__Selection__

Correspondence: 1891–1962

Notes

Selected Bibliography

Index

Copyright

INTRODUCTION

Hermann Hesse was an inveterate letter writer. In the eighty years between a note that the four-year-old dictated to his mother in 1881 and the thank-you note that he mailed to a colleague shortly following his eighty-fifth birthday in 1962, he wrote over thirty thousand letters and cards to hundreds of correspondents. Hesse was seemingly incapable of leaving a communication unanswered. In 1934 he observed that “for many years approximately half of my work has consisted in reading and answering the letters that I receive from Germany”—a responsibility that, until 1950, he carried out personally. And although later—especially following the award of the Nobel Prize in 1946, when he received more than seven thousand letters—he often responded with circular letters or acknowledgments printed for special occasions, he took it as a moral commitment to reply to every communication.

This epistolary impulse merits our attention not just, or mainly, because of the impressive output it engendered. When Hesse was still in his teens, his father noted this compulsion in a letter to Hesse's sister Adele. “He writes remarkably many letters. His correspondence evidently compensates for something else.” In this sense the letters suggest a compulsive need for communication. But the fact that so much of his intellectual and spiritual energy went into letters rather than literary works suggests yet another dimension of meaning.

__What you need to do__
1. According to the Hesse introduction, how many letters did Hesse receive after he was awarded the Nobel Prize in 1946?
2. List every year mentioned in the paragraph of the Hesse introduction that begins "Hermann Hesse was an inveterate letter writer."
Base your answers only on the Hesse introduction.

__Excerpted records__
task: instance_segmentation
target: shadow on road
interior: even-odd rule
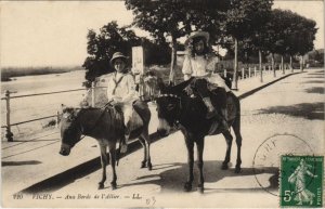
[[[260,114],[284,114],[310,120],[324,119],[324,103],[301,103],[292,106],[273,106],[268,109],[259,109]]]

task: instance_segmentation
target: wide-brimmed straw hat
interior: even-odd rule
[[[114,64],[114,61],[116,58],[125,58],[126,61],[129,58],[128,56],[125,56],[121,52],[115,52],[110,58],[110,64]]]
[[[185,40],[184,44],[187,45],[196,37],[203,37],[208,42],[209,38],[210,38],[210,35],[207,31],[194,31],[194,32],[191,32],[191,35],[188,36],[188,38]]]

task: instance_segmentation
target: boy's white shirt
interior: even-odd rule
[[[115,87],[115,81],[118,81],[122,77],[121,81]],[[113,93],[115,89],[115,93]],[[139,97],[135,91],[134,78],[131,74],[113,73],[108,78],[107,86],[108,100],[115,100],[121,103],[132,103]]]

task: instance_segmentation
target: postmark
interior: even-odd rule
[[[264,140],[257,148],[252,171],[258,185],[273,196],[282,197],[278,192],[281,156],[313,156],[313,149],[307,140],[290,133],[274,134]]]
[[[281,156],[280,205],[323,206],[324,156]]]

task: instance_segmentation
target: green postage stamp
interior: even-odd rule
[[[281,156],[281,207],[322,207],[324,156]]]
---
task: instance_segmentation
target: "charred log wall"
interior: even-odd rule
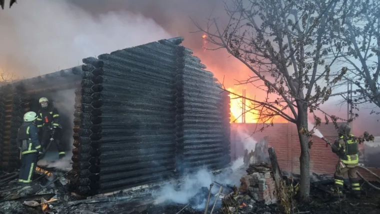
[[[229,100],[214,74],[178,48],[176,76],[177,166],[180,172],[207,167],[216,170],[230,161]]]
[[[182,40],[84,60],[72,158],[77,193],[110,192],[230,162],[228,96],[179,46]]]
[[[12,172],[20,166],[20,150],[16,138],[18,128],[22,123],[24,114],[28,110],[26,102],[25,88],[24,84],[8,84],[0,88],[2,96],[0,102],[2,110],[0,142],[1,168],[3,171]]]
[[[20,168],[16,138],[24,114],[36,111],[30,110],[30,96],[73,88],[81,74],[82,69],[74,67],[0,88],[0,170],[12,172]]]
* * *
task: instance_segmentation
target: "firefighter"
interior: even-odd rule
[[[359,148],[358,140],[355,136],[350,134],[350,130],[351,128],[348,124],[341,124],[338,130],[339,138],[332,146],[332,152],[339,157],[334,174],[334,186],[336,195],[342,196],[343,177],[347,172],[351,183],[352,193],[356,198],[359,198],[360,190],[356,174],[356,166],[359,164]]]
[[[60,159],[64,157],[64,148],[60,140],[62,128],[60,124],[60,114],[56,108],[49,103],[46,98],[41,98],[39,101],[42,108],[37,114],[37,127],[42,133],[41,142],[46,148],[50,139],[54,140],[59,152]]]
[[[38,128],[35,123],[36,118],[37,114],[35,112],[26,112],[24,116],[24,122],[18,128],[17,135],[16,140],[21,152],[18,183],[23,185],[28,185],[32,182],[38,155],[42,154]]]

__Responses per task__
1. More than seven thousand.

2. 1881, 1962, 1934, 1950, 1946